* What is expected:
Answer these questions using the profile of V. S. Ramachandran below.
(a) Which month does the profile name as Asian American & Pacific Islander Heritage Month?
(b) To which publication did Ramachandran give the quoted remarks on intuition and technology?
(c) Besides phantom limb paralysis, which condition is mirror therapy also used to treat?

* Extract:
..........

Celebrate All Scientists: V. S. Ramachandran

Celebrate All Scientists

May is Asian American & Pacific Islander Heritage Month, and today LSC is celebrating V. S. Ramachandran!

Vilayanur Subramanian Ramachandran is a neuroscientist with unusual methods for studying the brain. These methods have led him to amazing discoveries that continue to save lives. He’s also an acclaimed science writer.

Ramachandran tries to rely less on advanced technology, using it only when necessary, and more on simple techniques. Ramachandran told Frontline Magazine:

“Intuition is what gets you started; then you need empirical studies... brain-imaging technology often lulls you into a false sense of having understood what's going on. So sometimes, not having technology - that's my own approach and that of some of my colleagues, we use it only when it's absolutely essential, just like medical diagnostics. We rely more on intuition in doing simple experiments, because if you rely on fancy medical imaging, you become less creative.”

The solutions Ramachandran devises to medical problems can be as low-tech as his approach. Ramachandran invented a technique called “Mirror Therapy.” This innovation came about after he noticed patterns in the data relating to phantom limb patients.

Many people with missing arms or legs experience sensations in the missing limb, referred to as phantom limbs. In a small percentage of cases, those sensations can be painful, and the phantom limb can be “paralyzed,” meaning the patient feels the phantom limb is stuck and unable to move.

Data on these patients show that they’re more likely to experience this phantom paralysis – and often, the associated pain – if their limb was paralyzed before they lost it. This led Ramachandran’s team to wonder if this response was “learned” by the brain.

Their idea was that every time such a patient tried to move their limb, they see and feel it not moving, so they come to expect that it’s not going to move when they try. That expectation becomes stamped into the brain circuitry. Then, once the real limb is gone, that expectation is still there, hard-wired into the brain, which causes phantom limb paralysis.

To combat this, all you’d need to do is use mirrors! The team sets up mirrors to reflect, for example, a patient’s one good arm to make it look like there are two arms. Then, they tell the patient to try moving both arms at once. It would look to the patient like both arms had moved and thus create a new expectation: that when they tried to move their missing arm, it worked!

Besides treating phantom limb paralysis, mirror therapy is also used to treat hemiparesis – a condition in patients who’ve had a stroke which results in muscle weakness or partial paralysis on one side of the body.

Ramachandran continues to do research today, but he’s also a writer of multiple books on the topic. His book A Brief Tour of Human Consciousness: From Impostor Poodles to Purple Numbers is an excellent introduction to neuroscience for someone who knows nothing about the topic, and it also gives a fascinating account of his development of mirror therapy.

..........

* Data for analysis:
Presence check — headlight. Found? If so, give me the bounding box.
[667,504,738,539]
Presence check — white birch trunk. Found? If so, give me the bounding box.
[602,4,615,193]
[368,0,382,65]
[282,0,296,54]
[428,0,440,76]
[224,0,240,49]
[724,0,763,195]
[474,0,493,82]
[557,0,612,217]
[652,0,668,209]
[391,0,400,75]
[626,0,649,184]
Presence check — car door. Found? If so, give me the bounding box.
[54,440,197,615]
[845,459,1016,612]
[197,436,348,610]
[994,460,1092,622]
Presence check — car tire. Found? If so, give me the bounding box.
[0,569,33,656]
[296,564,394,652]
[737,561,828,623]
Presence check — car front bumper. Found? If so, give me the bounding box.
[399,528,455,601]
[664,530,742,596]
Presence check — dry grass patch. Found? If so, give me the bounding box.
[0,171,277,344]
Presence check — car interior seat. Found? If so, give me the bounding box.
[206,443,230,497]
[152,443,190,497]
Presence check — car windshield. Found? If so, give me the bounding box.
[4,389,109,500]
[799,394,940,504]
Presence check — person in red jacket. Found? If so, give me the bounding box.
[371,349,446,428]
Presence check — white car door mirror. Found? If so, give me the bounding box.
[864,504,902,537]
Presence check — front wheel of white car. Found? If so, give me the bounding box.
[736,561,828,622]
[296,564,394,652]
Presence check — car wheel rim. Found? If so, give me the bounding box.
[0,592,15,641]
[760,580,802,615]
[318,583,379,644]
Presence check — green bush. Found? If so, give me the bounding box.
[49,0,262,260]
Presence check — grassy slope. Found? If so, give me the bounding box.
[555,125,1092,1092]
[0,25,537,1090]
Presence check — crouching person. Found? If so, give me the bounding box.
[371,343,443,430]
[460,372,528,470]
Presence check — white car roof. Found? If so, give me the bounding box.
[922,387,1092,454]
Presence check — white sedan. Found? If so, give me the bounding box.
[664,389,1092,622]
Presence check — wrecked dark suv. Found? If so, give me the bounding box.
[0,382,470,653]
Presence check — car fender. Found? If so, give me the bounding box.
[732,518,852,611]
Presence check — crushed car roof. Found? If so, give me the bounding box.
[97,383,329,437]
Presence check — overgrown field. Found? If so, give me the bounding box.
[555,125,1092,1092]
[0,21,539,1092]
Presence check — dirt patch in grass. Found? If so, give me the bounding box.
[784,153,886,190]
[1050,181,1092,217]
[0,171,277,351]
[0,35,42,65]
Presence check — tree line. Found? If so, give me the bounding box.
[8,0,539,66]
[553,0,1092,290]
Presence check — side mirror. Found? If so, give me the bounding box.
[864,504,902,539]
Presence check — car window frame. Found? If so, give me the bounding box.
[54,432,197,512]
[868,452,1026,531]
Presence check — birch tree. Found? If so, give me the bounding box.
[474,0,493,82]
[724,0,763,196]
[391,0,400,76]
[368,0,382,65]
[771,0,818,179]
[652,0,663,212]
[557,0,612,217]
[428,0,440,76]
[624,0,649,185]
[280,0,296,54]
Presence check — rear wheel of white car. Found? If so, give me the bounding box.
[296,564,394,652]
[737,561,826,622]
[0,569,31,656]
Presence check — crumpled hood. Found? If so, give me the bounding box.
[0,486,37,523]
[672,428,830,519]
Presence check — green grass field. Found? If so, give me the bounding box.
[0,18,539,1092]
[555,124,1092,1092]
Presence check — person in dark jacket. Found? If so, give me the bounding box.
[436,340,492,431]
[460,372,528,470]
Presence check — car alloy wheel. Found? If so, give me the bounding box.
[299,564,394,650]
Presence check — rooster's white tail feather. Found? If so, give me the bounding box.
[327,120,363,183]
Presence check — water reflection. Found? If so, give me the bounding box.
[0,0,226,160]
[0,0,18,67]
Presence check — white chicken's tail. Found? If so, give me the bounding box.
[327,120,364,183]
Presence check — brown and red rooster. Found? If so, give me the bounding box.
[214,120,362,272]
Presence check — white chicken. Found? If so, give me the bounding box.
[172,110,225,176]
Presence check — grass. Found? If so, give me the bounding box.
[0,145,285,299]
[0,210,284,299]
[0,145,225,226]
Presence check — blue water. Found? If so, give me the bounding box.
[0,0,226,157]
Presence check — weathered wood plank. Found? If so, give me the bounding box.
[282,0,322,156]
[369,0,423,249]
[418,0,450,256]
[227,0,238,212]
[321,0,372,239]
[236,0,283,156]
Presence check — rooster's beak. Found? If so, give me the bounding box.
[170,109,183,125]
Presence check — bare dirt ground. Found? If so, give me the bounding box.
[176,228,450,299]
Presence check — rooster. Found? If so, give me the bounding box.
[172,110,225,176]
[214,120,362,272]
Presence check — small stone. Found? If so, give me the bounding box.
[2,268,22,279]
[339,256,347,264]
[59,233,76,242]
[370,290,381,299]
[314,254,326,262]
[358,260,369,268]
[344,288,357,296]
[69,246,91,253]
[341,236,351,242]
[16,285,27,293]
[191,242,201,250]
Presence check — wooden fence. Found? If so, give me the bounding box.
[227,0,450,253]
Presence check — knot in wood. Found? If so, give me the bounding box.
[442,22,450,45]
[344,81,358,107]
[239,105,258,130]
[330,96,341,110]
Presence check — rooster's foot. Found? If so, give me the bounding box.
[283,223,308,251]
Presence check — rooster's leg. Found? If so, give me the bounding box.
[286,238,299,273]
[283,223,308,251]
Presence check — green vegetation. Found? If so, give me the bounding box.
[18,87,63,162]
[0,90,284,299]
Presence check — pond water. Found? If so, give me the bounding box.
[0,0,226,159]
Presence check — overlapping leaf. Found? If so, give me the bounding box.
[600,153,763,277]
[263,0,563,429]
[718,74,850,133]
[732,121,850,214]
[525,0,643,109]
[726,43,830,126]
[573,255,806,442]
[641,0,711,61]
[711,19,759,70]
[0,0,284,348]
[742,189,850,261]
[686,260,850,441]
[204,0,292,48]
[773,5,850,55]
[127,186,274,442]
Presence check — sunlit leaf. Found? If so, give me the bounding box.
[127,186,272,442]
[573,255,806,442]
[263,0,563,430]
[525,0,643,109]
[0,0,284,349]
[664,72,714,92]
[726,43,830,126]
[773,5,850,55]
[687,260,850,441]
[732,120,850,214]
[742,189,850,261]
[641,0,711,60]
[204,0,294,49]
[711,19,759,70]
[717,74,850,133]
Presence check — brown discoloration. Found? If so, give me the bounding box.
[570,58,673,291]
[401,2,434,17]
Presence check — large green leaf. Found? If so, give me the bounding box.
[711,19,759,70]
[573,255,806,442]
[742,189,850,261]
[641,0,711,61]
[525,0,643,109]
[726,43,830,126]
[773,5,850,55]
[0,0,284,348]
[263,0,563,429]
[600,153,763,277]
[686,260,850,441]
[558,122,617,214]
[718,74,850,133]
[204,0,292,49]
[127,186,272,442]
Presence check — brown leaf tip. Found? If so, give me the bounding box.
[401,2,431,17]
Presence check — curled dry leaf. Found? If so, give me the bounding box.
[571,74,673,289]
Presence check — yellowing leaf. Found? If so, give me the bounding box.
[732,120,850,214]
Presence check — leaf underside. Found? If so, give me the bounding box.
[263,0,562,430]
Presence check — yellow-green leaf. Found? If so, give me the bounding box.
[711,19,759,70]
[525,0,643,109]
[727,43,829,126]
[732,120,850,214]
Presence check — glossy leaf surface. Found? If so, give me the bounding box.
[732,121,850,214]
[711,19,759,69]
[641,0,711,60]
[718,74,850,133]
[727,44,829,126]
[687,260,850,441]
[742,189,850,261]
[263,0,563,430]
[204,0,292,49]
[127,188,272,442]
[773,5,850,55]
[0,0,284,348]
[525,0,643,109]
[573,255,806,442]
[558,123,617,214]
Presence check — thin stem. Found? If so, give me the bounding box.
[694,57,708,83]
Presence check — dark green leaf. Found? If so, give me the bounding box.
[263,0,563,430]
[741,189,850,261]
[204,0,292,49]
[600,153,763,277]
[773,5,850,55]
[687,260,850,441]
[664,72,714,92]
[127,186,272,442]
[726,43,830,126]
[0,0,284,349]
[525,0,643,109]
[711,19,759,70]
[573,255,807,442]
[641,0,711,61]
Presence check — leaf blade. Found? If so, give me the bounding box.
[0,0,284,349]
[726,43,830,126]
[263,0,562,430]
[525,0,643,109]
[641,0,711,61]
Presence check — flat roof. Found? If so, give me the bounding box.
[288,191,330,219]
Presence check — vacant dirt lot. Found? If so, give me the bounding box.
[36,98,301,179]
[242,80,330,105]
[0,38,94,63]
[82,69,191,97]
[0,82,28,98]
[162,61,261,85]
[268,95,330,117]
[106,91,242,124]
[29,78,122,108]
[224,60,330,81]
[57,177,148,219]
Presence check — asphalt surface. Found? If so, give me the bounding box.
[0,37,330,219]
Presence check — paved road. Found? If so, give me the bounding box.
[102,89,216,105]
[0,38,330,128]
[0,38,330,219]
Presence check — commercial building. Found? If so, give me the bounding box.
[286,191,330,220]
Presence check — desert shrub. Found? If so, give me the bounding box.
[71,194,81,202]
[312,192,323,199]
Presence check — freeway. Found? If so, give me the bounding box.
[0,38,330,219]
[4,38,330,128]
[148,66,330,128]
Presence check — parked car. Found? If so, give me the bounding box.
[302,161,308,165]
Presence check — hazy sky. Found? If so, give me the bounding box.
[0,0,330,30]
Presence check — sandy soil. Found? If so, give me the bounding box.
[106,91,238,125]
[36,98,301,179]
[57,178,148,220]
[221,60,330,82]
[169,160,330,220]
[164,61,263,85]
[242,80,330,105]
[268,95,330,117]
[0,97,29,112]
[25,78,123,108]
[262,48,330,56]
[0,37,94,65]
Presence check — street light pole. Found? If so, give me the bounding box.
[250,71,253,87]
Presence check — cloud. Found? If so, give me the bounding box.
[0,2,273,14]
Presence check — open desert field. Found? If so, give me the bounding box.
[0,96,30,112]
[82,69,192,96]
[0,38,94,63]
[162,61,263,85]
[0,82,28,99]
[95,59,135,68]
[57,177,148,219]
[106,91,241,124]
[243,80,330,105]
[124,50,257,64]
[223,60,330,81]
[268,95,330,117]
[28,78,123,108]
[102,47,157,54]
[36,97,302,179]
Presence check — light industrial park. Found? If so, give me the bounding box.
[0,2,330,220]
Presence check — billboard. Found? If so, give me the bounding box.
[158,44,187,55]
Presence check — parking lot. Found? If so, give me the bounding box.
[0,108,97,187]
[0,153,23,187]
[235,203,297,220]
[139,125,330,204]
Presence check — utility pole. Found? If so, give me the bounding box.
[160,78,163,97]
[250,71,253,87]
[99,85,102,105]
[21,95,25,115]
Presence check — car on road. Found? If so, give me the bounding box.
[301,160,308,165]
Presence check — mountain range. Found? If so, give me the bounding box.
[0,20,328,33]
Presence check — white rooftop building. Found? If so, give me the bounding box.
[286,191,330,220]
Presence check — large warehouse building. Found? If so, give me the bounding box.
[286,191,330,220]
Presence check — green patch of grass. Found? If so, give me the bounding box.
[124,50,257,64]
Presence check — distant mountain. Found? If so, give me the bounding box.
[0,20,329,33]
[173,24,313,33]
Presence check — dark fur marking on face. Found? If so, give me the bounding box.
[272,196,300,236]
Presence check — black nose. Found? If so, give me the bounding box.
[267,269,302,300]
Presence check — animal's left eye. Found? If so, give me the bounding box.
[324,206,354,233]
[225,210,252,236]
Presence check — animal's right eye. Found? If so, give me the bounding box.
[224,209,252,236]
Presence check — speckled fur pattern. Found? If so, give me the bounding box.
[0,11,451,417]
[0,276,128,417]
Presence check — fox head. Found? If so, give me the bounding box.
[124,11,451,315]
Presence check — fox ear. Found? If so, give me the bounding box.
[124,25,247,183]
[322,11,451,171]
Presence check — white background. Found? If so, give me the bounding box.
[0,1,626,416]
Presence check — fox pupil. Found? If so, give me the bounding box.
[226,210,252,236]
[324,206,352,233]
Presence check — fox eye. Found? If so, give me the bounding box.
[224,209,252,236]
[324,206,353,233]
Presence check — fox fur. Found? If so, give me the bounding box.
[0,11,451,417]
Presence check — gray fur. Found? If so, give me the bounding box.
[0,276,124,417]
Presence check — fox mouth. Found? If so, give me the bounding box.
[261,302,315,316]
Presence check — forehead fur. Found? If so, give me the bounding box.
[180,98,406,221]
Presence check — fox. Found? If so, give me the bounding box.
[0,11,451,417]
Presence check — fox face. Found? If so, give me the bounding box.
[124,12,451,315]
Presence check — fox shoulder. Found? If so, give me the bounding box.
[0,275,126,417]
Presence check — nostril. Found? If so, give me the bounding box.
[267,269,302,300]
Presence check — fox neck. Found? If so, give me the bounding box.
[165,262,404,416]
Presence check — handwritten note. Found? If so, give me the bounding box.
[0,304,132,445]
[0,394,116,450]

..........

* Task result:
(a) May
(b) Frontline Magazine
(c) Hemiparesis